**Texte fourni**
**********
Risque juridique et publication sur des archives ouvertes du travail de recherche

Je viens de voir passer un fil twitter qui me semblait dangereux. J'ai tenté d'y répondre, sans grand succès. Je vais tenter de faire plus clair ici.

Publication scientifique

En gros, la publication scientifique marche beaucoup à l'aide de journeaux et d'annales de conférences.

Les chercheurs sont payés par les universités, états, union européenne, etc... Ils écrivent un papier, appelé pré-print. Le pre-print est soumis gratuitement à l'éditeur d'un journal. D'autres scientifiques relisent gratuitement les articles et décident quoi accepter. Les chercheurs corrigent selon les demande des relecteurs. La version corrigée se nomme post-print.

Les scientifiques envoient le post-print au journal et lui donnent le droits de publier leurs travail. En échange du fait d'être publié, le journal demande à ce que l'on ne mette son travail nul part ailleurs, au moins pendant un certain temps. Enfin le journal est publié, l'éditeur vend les journaux (ou leur accès en ligne) aux bibliothèques de centre de recherche. C'est un système absurde, mais c'est pas le sujet ici.
**********
**Consigne**
Prolongez le texte sur la publication scientifique en reprenant juste après sa dernière phrase. Le listing qui vient ensuite est un matériau indépendant du texte sur la publication scientifique.

**Extraits d'enregistrements**
**********
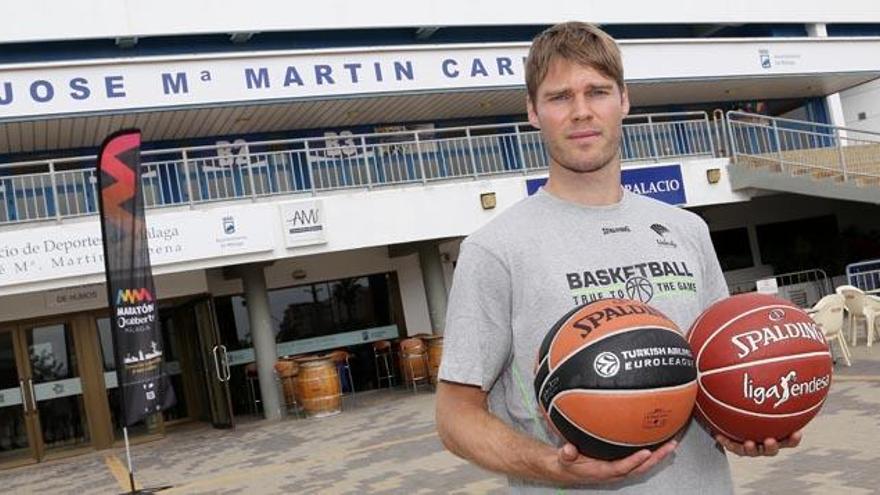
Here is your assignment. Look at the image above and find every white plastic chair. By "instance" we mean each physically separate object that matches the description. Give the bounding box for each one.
[865,295,880,347]
[808,294,852,366]
[835,285,871,345]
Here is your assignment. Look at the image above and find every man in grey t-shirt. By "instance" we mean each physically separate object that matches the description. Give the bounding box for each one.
[437,22,800,495]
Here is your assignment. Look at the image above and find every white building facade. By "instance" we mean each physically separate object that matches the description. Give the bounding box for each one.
[0,0,880,466]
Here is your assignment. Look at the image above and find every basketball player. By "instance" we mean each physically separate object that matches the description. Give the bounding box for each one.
[436,22,800,495]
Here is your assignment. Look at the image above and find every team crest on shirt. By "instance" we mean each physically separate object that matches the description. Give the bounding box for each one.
[651,223,678,248]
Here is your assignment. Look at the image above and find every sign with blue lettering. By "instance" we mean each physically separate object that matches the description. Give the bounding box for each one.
[0,43,528,121]
[526,163,687,205]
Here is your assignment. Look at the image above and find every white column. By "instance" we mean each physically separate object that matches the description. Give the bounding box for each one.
[807,23,846,137]
[238,263,281,419]
[419,241,447,334]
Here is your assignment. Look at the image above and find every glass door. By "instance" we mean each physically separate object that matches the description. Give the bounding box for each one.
[19,322,91,459]
[0,330,37,467]
[194,298,235,428]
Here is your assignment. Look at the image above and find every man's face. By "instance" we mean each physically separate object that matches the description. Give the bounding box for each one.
[527,57,629,173]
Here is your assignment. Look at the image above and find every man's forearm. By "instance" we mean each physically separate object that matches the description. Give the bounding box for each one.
**********
**Réponse proposée**
Loi française

La loi française prévoit depuis 2016 que les articles payés à 50% par des organismes publique français ou de l'union Européennes peuvent être partagés partout six mois ou un an après la publication du journal. Toute clause l'interdisant est illégale et ne s'applique pas. Le fil twitter propose divers liens expliquant ce droit.

Voilà qui est beau et bon. Tant que t'es en France. Sauf que les chercheurs sont des gens participants à des conférences, et qui sont appelés à voyager. Et quand on va à l'étranger, la loi française ne s'applique plus. C'est d'autant plus juste que la France a fait arrêter un PDG de site étranger qui ne respectait pas la loi française.

Or, tous les liens cités plus haut sont muets quand à la question du droit international. En tant que chercheur non-permanent, il arrive souvent que, un an après la publication d'un article, j'ai changé d'employeur, voir de pays. Si j'ai fait une recherche dans un labo A français, que je suis dans un labo B au moment de la publication et dans un labo C un an après quand je met l'article sur une archive ouverte, si j'ai changé de pays, quel loi s'applique ? Ça me fait une bel jambe de savoir que je ne serai pas condamné en France si je n'ai pas la certitude que je ne serai pas condamné la prochaine fois que j'irai aux USA. À priori, les archives en lignes sont aussi disponible aux USAs, et je n'ai pas signé un contrat spécifiquement français avec l'éditeur. Donc en tant que chercheur en informatique, je suis loin d'avoir la certitude qu'aucun juge américain ne serait compétent pour juger ce cas.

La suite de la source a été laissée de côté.